Problem> Please pull every line from the rows below and repeat each one character for character, leaving the pictures out.

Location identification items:
begin

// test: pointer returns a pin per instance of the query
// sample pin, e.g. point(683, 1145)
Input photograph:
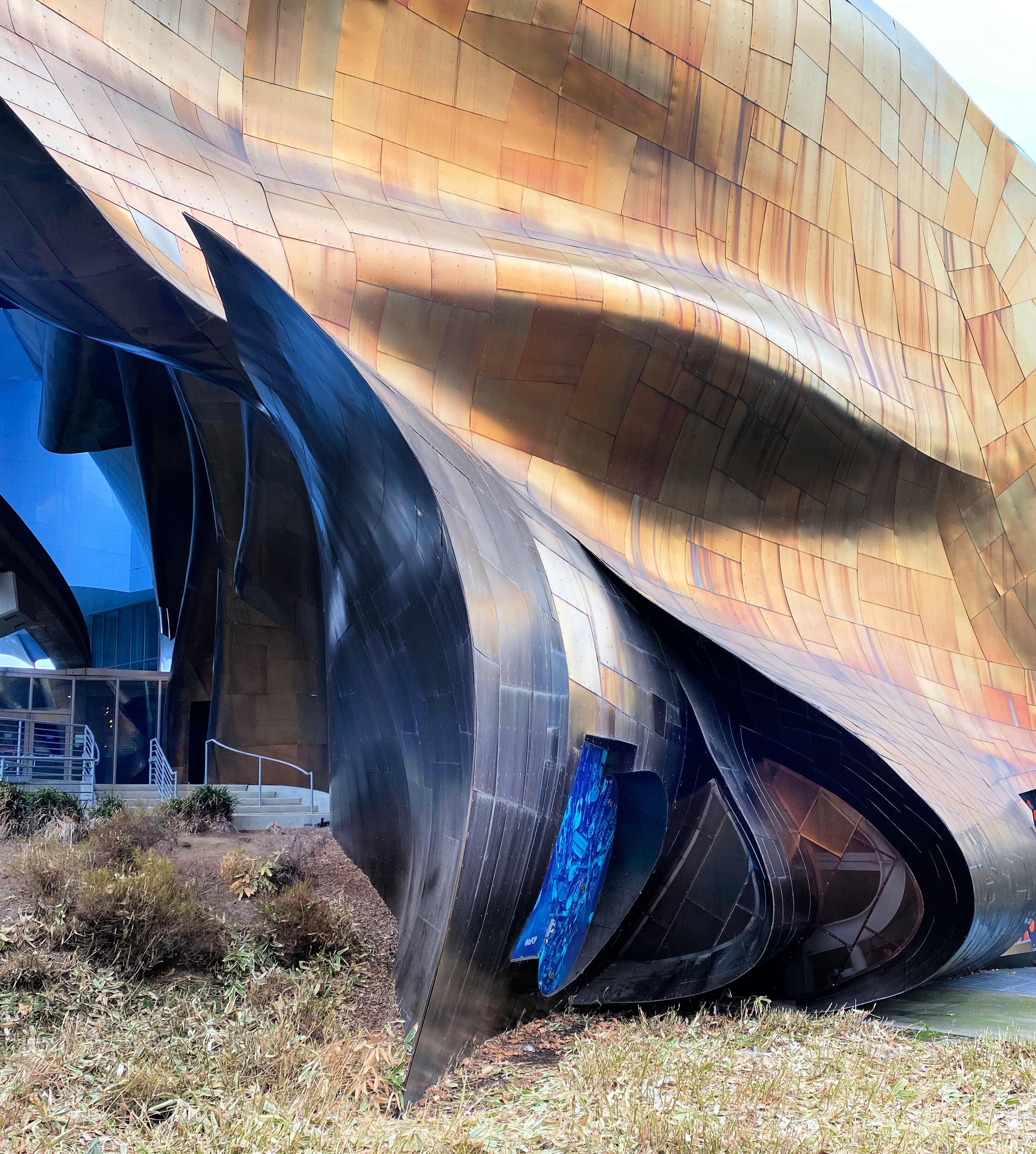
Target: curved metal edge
point(48, 607)
point(84, 277)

end

Task answer>
// test: pointer returns a pin per instance of the query
// sample pin, e.g. point(683, 1145)
Input photograph:
Target: curved metal edge
point(48, 607)
point(84, 277)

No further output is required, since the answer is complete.